To do:
#1 In the passage on HIPAA compliance for AI, how many identifiers must be removed to use Safe Harbor on clinical notes that contain rare diseases?
#2 Rewrite the passage on HIPAA compliance for AI starting with "How often do" and going on through "document ongoing diligence.", switching "Annual reviews" to "Quarterly reviews".

Passage:
▶

Start building compliant AI

HIPAA compliance for AI isn't a box to check—it's an ongoing responsibility embedded in your data handling, de-identification, model training, and deployment processes. Get it right, and you unlock healthcare data's enormous potential without exposing your organization to breach, penalties, and loss of patient trust.

The roadmap is clear:

De-identify PHI appropriately (Safe Harbor or Expert Determination)
Control access to raw data
Build models on clean, de-identified data
Deploy carefully and audit thoroughly
Document everything

Ready to move forward? Get a demo of Limina's de-identification platform to see how healthcare organizations streamline HIPAA compliance for AI at scale.

For comprehensive coverage of compliance methods and regulations, read our complete HIPAA de-identification guide.

Share this post

Copy link

Frequently Asked Questions

What’s the difference between a business associate and a covered entity?

A covered entity is a healthcare provider, health plan, or clearinghouse—regulated directly by HIPAA. A business associate is any organization that processes PHI on behalf of a covered entity. If you’re building AI for a hospital, you’re likely a business associate, which means HIPAA applies to you. The hospital (covered entity) must have a Business Associate Agreement (BAA) with you that specifies how you’ll handle PHI.

Can we use Safe Harbor if the clinical notes contain rare diseases?

Technically yes, if you remove all 18 identifiers. But rare diseases can re-identify patients in combination with other available data. Safe Harbor legally de-identifies the data within HIPAA, but the data may still be re-identifiable in practice. For AI, Expert Determination is more appropriate because the expert assesses real-world re-identification risk specific to your use case.

How long can we keep the raw PHI during de-identification?

Keep it for as long as the de-identification process requires. Document a timeline. Once de-identification is complete, delete the raw PHI unless you have a specific retention reason (like backup or recovery). HIPAA requires you to keep PHI for a clinically appropriate retention period—don’t keep it longer than necessary.

If we use a cloud de-identification service, who’s responsible for HIPAA compliance?

You are. The service is a vendor (business associate). You’re responsible for ensuring it’s configured correctly, encrypted, and auditable. Require the vendor to sign a BAA and demonstrate HIPAA compliance. If the vendor stores data in a shared environment, ensure your data is encrypted—the vendor can’t see it.

Can we add differential privacy to our model instead of de-identifying training data?

Differential privacy provides mathematical privacy guarantees—a model trained with differential privacy will not reveal whether any individual was in the training set. This is powerful, but HIPAA requires de-identified training data by default. You can use differential privacy as an additional safeguard, but don’t rely on it alone to meet HIPAA requirements.

What happens if we accidentally expose a model trained on de-identified data?

The de-identification status doesn’t change just because the model is exposed. If the model was trained on properly de-identified data (Safe Harbor or Expert Determination), publicly releasing the model doesn’t violate HIPAA. However, security best practice suggests keeping models confidential anyway—they can be reverse-engineered in some cases. More importantly, if the model inference pipeline processes live patient data, that’s PHI and must be protected.

How often do we need to refresh the Expert Determination report?

If your de-identification methodology and use case don’t change, the report remains valid indefinitely. If you change the data source, the de-identification approach, or how you plan to use the data, obtain a new report. Annual reviews are a best practice even if nothing has changed—they document ongoing diligence.

◀

Given information:

▶

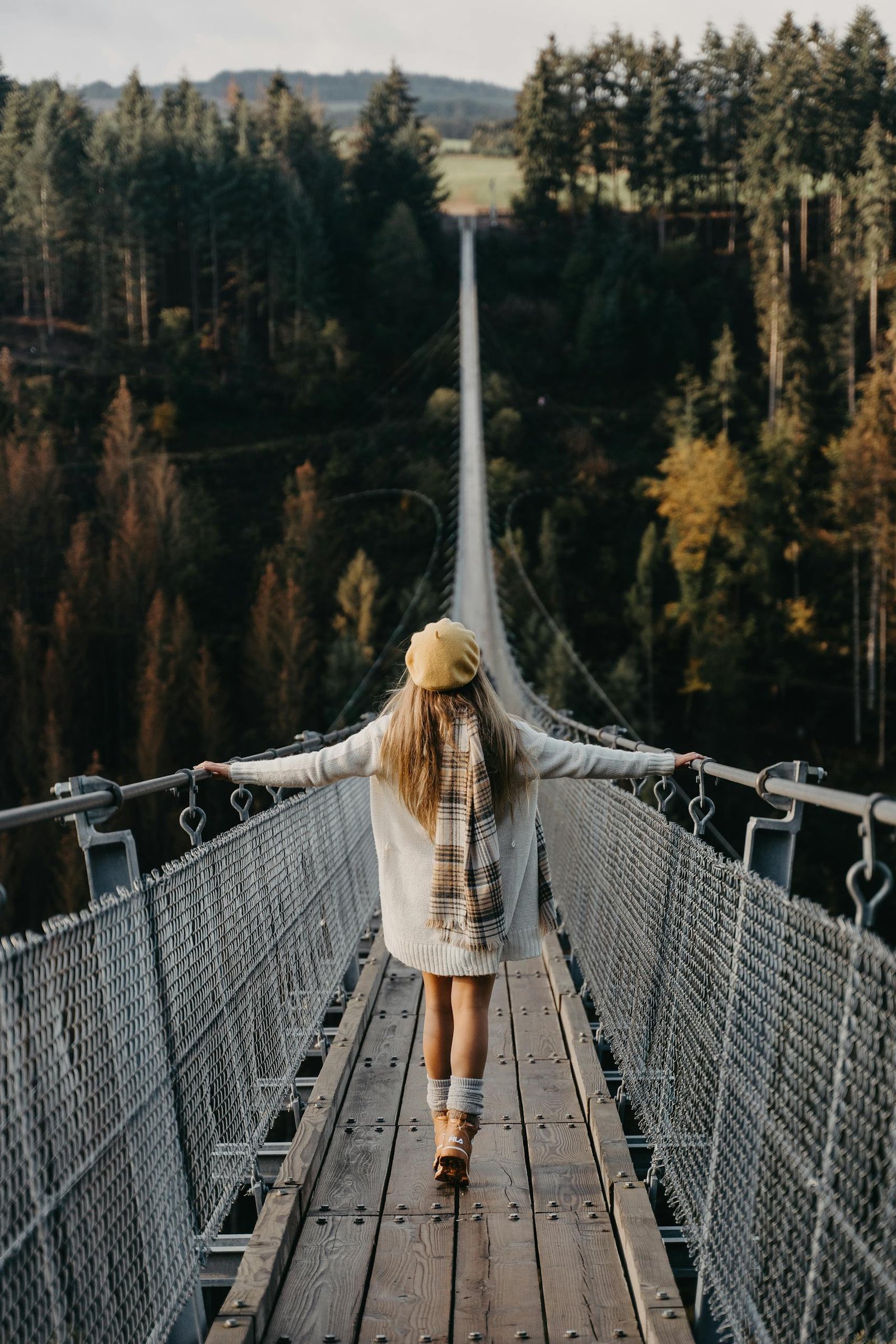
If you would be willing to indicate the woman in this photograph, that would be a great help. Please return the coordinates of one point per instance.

◀

Answers per task:
#1 All 18 identifiers.

#2
How often do we need to refresh the Expert Determination report?

If your de-identification methodology and use case don’t change, the report remains valid indefinitely. If you change the data source, the de-identification approach, or how you plan to use the data, obtain a new report. Quarterly reviews are a best practice even if nothing has changed—they document ongoing diligence.